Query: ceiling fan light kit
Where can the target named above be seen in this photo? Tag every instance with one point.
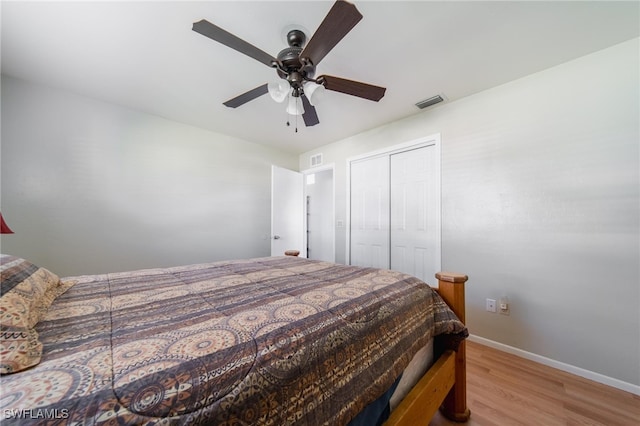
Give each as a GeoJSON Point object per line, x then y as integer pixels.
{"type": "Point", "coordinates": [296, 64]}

_____

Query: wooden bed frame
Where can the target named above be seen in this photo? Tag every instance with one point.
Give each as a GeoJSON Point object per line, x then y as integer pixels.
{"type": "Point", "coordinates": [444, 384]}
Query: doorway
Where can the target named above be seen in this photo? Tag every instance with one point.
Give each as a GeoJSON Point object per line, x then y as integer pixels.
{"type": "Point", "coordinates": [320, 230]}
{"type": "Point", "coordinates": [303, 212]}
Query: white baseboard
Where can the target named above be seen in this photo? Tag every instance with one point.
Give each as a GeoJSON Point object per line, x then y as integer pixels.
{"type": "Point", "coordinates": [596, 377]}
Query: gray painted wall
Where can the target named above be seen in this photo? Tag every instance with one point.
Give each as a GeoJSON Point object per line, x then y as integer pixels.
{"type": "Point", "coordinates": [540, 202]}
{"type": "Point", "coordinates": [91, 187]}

_____

### Work task
From the entries above, collect every line with the string "Query" in it.

### Answer section
Query: ceiling fan light kit
Query: wooden bed frame
Query: doorway
Query: white baseboard
Query: gray painted wall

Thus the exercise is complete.